- **Supplied passage**:
Start
It sounds obvious, but let me get it out on the table. Linear and interactive entertainment exist in completely different media. Everyone is now saying they know this, but just hear me out. When we think about game producers and game designers, we parse and segment and compartmentalize into genres and gameplay and designs. I do not think id [Software] is trying to figure out how to bring Will Wright in as a lead designer on their next FPS franchise. But the industry is perfectly willing to not only cross genre, but cross media, and grab successful people from Hollywood, regardless of their level of commitment or knowledge, based only on the fact they wrote or directed a cool movie. Over and over again I hear “the guy loves games and really wants to do something.” Well, so does my ten-year-old son, and despite my son’s superior knowledge of the industry and the demographic, he does not have a game deal.

I decided to write this after I sat in yet another panel about Hollywood and Games at D.I.C.E. this year. I wanted to say something about it, but could not think of why it was so disturbing. Then I realized, it was the generalist approach. Because David Franzoni wrote a great film and because Lorenzo de Bonaventura is very successful and well respected in the film business they talked about how they could make the game business better. Rather than a useful panel in which they could have talked about their media and why they are successful, or what their media looks for in games—in other words things they know about—they chose to tell the most successful collective of designers and developers in the fastest growing entertainment sector, what they are doing wrong.
End
- **Extracted records**:
Start
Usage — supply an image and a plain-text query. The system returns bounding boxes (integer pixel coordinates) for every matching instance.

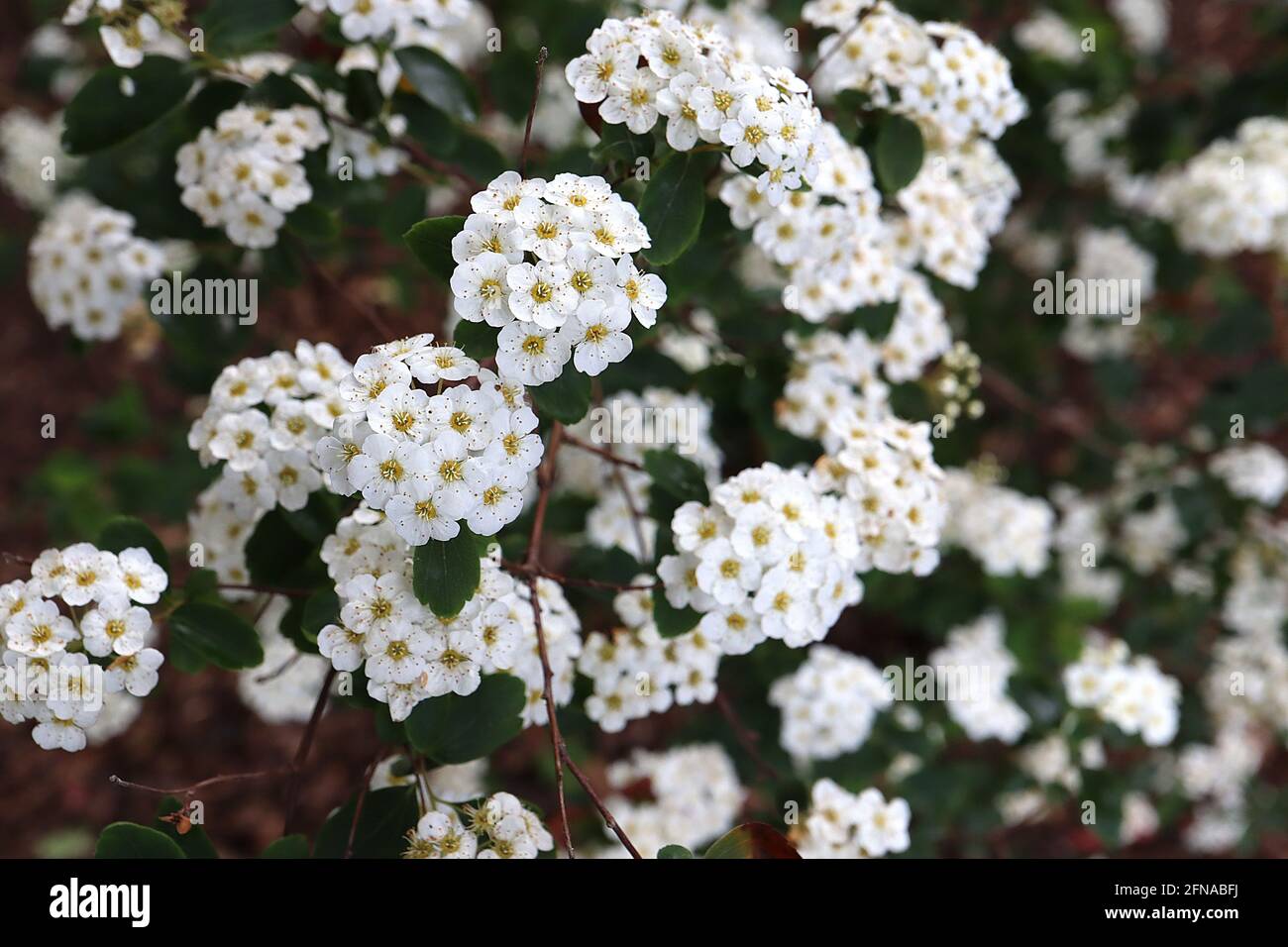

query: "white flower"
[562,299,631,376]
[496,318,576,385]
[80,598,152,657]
End
Start
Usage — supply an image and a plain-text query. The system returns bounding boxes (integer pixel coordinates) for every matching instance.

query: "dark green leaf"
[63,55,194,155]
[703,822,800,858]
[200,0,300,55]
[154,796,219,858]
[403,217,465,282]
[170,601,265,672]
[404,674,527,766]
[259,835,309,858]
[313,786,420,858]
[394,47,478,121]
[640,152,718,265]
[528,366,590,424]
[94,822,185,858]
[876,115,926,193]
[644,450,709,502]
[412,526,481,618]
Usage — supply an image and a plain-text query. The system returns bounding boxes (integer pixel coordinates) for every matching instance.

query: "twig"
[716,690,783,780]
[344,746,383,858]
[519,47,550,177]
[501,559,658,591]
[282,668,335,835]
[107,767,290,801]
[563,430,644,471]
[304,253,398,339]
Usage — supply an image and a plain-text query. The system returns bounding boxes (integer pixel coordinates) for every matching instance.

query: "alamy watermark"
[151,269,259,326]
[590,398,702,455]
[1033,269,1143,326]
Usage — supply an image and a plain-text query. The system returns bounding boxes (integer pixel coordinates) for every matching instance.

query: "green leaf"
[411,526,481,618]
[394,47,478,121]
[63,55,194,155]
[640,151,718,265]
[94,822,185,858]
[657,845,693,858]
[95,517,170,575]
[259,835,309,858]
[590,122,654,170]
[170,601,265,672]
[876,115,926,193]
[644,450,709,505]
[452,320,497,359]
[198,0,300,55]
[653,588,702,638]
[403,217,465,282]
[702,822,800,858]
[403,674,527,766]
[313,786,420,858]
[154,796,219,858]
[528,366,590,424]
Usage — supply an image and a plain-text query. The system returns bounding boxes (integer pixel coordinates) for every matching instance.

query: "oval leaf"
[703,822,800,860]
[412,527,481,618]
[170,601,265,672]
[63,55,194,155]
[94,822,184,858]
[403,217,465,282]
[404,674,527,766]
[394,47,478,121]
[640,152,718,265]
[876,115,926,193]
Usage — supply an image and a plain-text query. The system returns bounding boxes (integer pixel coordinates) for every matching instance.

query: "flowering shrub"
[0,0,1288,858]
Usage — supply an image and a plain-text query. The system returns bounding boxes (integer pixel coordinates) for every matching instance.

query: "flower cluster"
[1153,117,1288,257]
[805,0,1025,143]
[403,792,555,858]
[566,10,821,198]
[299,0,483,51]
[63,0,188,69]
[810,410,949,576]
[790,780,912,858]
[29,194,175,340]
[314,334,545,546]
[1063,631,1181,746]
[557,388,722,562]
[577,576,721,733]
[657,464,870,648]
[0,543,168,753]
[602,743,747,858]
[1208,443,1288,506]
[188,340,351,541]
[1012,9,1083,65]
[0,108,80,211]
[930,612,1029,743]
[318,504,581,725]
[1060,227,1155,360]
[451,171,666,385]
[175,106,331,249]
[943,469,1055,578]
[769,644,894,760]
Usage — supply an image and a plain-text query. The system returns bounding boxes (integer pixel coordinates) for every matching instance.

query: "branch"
End
- **Tasks to carry out**:
[1] In the games-and-Hollywood passage, at which event did the writer sit in another panel about Hollywood and Games?
[2] Reproduce the games-and-Hollywood passage word for word, starting with "I decided to" and going on through "are doing wrong.".
[3] Per the games-and-Hollywood passage, what made the Hollywood and Games panel disturbing to the writer?

- **Answers below**:
[1] At D.I.C.E.

[2]
I decided to write this after I sat in yet another panel about Hollywood and Games at D.I.C.E. this year. I wanted to say something about it, but could not think of why it was so disturbing. Then I realized, it was the generalist approach. Because David Franzoni wrote a great film and because Lorenzo de Bonaventura is very successful and well respected in the film business they talked about how they could make the game business better. Rather than a useful panel in which they could have talked about their media and why they are successful, or what their media looks for in games—in other words things they know about—they chose to tell the most successful collective of designers and developers in the fastest growing entertainment sector, what they are doing wrong.

[3] The writer realized it was the generalist approach. Because David Franzoni wrote a great film and Lorenzo de Bonaventura is successful in film, they talked about how they could make the game business better. They did not discuss their own media and what they know about. Instead, they told the most successful designers and developers in the fastest-growing entertainment sector what they were doing wrong.